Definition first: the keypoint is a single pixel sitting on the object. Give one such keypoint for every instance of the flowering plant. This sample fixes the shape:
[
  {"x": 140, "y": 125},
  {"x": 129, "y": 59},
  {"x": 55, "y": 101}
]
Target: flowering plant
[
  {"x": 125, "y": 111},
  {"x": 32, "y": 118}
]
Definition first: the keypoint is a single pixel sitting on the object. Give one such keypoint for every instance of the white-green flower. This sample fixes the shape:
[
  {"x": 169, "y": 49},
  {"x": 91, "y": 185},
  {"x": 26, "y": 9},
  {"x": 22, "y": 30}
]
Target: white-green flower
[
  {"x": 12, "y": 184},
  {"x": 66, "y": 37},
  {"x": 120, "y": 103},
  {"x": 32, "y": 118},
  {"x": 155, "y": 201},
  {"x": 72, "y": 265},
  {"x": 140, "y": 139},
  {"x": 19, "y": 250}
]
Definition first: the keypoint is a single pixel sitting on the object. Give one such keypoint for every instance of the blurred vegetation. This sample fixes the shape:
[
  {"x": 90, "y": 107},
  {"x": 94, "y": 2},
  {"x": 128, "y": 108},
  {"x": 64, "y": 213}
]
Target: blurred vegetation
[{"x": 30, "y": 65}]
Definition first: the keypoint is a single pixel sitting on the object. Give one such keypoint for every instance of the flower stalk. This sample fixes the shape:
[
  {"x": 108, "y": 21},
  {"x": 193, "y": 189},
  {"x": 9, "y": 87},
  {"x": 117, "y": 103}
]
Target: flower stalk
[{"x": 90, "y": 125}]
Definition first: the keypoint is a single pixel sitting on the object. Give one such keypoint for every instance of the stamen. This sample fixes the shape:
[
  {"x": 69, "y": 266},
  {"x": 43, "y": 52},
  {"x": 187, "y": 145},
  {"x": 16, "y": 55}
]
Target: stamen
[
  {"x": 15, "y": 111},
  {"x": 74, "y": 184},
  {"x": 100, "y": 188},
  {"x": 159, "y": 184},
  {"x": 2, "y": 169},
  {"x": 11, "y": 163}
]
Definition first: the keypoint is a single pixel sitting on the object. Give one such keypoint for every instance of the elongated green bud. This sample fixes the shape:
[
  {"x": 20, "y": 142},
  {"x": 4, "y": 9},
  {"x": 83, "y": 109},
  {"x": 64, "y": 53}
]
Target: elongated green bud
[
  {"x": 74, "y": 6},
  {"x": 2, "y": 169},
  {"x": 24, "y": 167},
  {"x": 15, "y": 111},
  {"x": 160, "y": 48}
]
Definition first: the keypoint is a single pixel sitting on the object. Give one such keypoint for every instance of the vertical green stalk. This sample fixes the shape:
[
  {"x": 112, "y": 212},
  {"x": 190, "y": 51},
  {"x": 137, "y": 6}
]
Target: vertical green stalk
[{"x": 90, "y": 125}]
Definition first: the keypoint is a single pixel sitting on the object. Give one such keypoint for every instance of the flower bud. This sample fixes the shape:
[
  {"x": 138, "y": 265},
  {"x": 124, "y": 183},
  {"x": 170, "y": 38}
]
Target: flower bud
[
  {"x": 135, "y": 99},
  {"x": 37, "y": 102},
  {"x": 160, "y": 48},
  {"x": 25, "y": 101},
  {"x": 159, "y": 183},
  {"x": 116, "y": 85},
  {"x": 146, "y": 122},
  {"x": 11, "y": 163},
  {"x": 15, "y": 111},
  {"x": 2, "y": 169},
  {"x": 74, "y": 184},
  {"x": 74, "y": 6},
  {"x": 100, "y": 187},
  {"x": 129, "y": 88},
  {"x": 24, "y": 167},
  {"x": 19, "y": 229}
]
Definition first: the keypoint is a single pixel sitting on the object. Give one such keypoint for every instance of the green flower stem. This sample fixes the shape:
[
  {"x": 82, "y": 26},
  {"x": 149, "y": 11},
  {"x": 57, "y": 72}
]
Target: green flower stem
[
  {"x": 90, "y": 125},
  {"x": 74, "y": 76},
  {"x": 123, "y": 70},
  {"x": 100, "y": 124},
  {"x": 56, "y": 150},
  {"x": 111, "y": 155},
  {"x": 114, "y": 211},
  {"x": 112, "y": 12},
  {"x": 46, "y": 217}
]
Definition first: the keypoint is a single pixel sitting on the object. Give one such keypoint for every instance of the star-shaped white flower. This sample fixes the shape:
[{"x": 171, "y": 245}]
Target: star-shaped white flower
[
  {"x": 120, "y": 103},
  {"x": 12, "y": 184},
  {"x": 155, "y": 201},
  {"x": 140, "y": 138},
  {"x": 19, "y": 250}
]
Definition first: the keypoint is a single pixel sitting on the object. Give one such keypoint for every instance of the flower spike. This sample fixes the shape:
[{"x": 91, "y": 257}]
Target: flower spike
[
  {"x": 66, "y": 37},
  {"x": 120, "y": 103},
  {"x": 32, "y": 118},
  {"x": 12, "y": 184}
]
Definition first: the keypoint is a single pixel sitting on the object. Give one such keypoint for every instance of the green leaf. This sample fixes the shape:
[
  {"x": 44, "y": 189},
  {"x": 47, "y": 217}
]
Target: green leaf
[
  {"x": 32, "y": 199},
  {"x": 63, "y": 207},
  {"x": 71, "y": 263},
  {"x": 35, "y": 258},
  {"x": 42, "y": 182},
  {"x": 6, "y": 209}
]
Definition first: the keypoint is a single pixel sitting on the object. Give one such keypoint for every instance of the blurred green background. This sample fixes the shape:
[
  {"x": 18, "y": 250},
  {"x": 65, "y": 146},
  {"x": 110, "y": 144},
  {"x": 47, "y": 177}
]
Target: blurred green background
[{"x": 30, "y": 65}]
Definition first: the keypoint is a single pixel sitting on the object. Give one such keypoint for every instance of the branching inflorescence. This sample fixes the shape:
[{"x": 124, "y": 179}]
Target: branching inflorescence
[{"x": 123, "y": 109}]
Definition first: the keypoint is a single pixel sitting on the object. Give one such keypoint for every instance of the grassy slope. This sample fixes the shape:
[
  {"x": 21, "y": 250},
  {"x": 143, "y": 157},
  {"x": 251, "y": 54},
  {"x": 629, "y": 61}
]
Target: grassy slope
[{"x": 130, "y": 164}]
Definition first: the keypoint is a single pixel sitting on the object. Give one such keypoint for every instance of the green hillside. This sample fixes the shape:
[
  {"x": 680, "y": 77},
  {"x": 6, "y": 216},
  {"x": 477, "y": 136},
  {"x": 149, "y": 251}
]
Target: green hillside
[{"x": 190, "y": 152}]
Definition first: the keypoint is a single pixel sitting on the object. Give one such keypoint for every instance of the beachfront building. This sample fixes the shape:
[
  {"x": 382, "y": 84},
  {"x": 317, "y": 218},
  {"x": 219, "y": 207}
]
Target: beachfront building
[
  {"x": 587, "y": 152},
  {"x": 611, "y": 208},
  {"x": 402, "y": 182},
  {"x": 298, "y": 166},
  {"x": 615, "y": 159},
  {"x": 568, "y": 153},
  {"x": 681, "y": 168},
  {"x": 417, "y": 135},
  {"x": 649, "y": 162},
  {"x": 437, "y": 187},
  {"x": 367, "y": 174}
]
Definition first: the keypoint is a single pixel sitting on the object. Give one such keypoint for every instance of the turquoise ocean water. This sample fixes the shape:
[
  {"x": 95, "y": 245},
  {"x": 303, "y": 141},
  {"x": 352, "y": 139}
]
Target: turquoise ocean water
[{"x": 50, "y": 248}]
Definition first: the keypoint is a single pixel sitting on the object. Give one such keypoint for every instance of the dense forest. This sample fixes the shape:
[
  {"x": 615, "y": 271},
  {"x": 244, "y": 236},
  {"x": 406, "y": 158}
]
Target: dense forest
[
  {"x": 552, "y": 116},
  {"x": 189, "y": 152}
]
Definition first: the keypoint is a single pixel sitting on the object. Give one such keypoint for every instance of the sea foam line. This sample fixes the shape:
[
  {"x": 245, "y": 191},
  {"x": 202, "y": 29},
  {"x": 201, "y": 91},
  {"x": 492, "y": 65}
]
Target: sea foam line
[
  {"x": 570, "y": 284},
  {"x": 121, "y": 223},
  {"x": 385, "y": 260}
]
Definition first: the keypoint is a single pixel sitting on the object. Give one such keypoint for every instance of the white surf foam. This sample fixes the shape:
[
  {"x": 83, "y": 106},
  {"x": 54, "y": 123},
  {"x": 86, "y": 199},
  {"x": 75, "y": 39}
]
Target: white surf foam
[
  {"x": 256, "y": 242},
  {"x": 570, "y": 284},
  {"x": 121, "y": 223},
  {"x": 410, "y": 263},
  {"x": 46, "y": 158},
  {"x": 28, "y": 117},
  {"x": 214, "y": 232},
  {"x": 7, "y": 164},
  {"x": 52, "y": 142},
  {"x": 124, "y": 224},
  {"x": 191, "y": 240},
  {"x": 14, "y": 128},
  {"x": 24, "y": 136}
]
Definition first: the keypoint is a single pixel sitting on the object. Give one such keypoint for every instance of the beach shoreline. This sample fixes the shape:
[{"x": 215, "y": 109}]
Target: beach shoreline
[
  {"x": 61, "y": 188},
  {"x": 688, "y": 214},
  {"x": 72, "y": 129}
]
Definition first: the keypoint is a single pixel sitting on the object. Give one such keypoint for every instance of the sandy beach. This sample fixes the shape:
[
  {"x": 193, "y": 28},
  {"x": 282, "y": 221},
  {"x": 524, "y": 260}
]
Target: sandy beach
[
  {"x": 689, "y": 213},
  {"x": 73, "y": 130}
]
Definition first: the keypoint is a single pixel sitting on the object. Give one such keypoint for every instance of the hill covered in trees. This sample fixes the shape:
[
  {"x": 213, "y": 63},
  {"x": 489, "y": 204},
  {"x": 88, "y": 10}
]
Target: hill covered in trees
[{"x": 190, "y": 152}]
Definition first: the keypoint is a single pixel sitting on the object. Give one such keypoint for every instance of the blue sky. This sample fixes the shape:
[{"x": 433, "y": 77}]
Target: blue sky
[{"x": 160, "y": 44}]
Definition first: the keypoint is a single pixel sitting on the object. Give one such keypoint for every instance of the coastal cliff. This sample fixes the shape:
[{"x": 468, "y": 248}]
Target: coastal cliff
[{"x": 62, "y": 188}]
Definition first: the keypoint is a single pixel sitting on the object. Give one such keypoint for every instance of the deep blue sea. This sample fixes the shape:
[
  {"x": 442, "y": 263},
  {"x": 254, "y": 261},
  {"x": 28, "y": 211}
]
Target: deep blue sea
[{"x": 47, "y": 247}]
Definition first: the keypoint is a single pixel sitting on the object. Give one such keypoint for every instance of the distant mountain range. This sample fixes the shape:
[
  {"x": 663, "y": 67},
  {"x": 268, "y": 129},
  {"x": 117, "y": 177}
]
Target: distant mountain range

########

*EXERCISE REQUIREMENTS*.
Copy out the lines above, starting at the one that contains "of the blue" and ending at the very last line, keeping each character unchanged.

*PROBLEM SOLUTION*.
Definition first: the keypoint is a single pixel sitting on the object. Give one such keypoint for every instance of the blue sky. This sample fixes the shape:
[{"x": 433, "y": 77}]
Target: blue sky
[{"x": 160, "y": 44}]
Definition first: the keypoint is a single pixel sitting on the object. Give one such keypoint for every instance of the coastal cliff. This sample fixes the shape:
[{"x": 468, "y": 248}]
Target: coastal cliff
[{"x": 62, "y": 188}]
Definition first: the keypoint is a single pixel sitting on the object. Give one such keypoint for every instance of the deep blue sea. This sample fixes the shape:
[
  {"x": 442, "y": 263},
  {"x": 254, "y": 261},
  {"x": 28, "y": 211}
]
Target: deep blue sea
[{"x": 47, "y": 247}]
Definition first: the keypoint is a single pixel sitting on the object. Give one such keypoint for every instance of the distant mountain range. This sample fixes the shape:
[
  {"x": 663, "y": 67},
  {"x": 268, "y": 129},
  {"x": 117, "y": 177}
]
Target: distant mountain range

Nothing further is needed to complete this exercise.